THINGS TO DO
a. According to the passage on climate change, what was the mean temperature in the contiguous United States in 2012?
b. Copy word for word the part of the passage on climate change that starts at the words "At the same" and stops after "astronauts orbiting above.".

PASSAGE PROVIDED
BEGIN
Climate Change is the entropy of industrialized civilization. It is Nature’s fever from its infection by viral capitalism.

In early January 2013, the National Climatic Data Center in the National Oceanic and Atmospheric Administration (NOAA) announced that 2012 was the hottest year ever recorded in the contiguous United States, with a mean temperature of 12.9º C (55.3º F). The average for the 20th century was 11.2º C (52.1º F), and the scatter of the yearly data points about that century average lies within the band defined by 10º C (50º F) and 12.2º C (54º F).

The globally averaged temperature during 2012 was described as follows in the National Climatic Data Center’s “State of the Climate” announcement:

“The globally-averaged temperature for 2012 marked the 10th warmest year since record keeping began in 1880. It also marked the 36th consecutive year with a global temperature above the 20th century average. The last below-average annual temperature was 1976. Including 2012, all 12 years to date in the 21st century (2001-2012) rank among the 14 warmest in the 133-year period of record. Only one year during the 20th century — 1998 — was warmer than 2012.”

NOAA also estimated that there were eleven extreme weather and climate events in the U.S. during 2012 that caused losses of more than one billion dollars each. Extreme weather events included the drought extending over 61% of the nation (the Great Plains and Hawaii), the heat waves in the Northeast, the extensive wildfires in the Southwest, and the storms along the Gulf and East Coasts: Hurricane Isaac and Post-Tropical Cyclone Sandy.

At the same time as NOAA was issuing its “State of the Climate” announcement, a bushfire catastrophe was declared by the Australian government. In December 2012 and early January 2013, during an austral summer with unprecedented high temperatures, fires raged across so much of the states of New South Wales (in which the cities of Sydney and Canberra are situated) and the island state of Tasmania that the smoke plumes massed into a blanket obscuring daylight at ground level, and the view of the landmass beneath it to astronauts orbiting above.

Also appearing in early January 2013 was a massive draft report on climate change in the United States, by the National Climate Assessment and Development Advisory Committee (NCADAC) of the US Global Change Research Program. After a three-month period of public review and comment (ending April 12, 2013), and review by the National Academies of Sciences, NCADAC will revise its draft report and submit it to the Federal Government for approval as the Third National Climate Assessment Report. The previous NCA Reports were issued in 2000 and 2009.

The draft NCADAC report is detailed and unequivocal about the many specific manifestations of ongoing climate change occurring within the territory of the United States. The purpose of the NCA Report “is to establish a scientific and credible foundation of information that is useful for a variety of science and policy applications related to managing risk and maximizing opportunities in a changing climate.”
END
INFORMATION GIVEN
BEGIN
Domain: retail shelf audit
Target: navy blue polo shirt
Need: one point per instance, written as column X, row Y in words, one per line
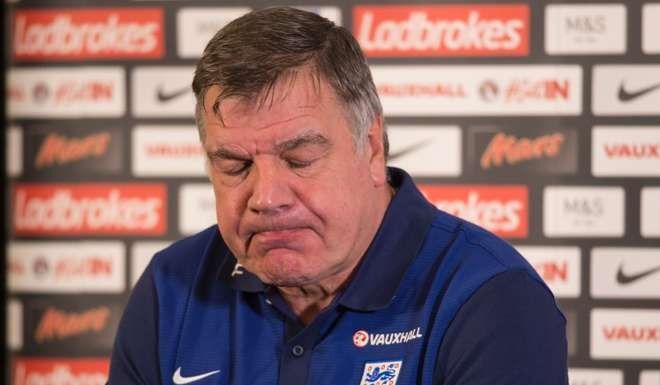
END
BEGIN
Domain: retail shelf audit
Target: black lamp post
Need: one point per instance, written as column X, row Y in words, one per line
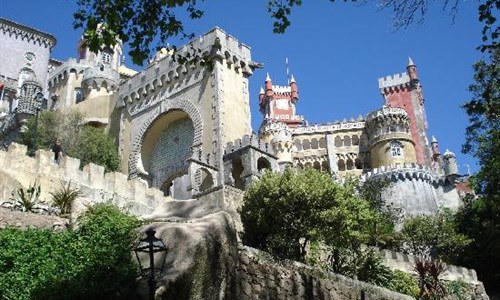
END
BEGIN
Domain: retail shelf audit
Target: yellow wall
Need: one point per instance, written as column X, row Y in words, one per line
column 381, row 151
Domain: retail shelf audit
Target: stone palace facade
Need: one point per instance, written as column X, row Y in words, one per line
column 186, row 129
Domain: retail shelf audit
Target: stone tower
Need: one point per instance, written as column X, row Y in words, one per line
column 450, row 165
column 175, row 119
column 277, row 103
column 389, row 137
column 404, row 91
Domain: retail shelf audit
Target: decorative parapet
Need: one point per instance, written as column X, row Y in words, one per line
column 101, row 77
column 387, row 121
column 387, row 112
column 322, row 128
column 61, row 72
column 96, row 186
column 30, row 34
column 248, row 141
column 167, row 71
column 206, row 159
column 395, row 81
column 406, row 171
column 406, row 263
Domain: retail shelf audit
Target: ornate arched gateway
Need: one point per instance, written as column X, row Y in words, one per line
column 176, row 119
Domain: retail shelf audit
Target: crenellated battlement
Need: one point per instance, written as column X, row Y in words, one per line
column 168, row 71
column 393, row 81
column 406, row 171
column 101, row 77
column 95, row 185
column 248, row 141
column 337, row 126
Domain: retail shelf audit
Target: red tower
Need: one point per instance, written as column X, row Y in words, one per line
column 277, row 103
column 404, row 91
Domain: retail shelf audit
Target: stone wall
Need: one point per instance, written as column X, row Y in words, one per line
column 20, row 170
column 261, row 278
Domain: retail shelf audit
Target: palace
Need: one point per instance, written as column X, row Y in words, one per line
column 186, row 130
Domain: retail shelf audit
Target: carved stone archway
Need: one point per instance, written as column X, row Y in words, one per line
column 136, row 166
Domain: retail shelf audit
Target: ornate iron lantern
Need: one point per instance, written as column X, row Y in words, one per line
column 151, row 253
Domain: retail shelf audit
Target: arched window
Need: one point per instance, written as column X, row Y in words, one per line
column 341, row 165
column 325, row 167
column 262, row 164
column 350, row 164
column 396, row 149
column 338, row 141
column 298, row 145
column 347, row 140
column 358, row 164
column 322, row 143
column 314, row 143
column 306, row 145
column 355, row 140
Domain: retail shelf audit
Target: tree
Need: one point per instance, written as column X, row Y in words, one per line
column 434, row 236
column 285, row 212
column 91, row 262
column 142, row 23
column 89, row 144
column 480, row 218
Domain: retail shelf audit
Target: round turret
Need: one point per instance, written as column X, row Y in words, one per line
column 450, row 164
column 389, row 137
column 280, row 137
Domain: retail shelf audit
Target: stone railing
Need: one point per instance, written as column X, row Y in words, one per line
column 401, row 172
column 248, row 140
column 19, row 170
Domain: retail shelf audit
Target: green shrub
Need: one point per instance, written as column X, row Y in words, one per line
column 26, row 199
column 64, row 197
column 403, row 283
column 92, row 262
END
RESPONSES FOR EACH TASK
a. 12.9º C (55.3º F)

b.
At the same time as NOAA was issuing its “State of the Climate” announcement, a bushfire catastrophe was declared by the Australian government. In December 2012 and early January 2013, during an austral summer with unprecedented high temperatures, fires raged across so much of the states of New South Wales (in which the cities of Sydney and Canberra are situated) and the island state of Tasmania that the smoke plumes massed into a blanket obscuring daylight at ground level, and the view of the landmass beneath it to astronauts orbiting above.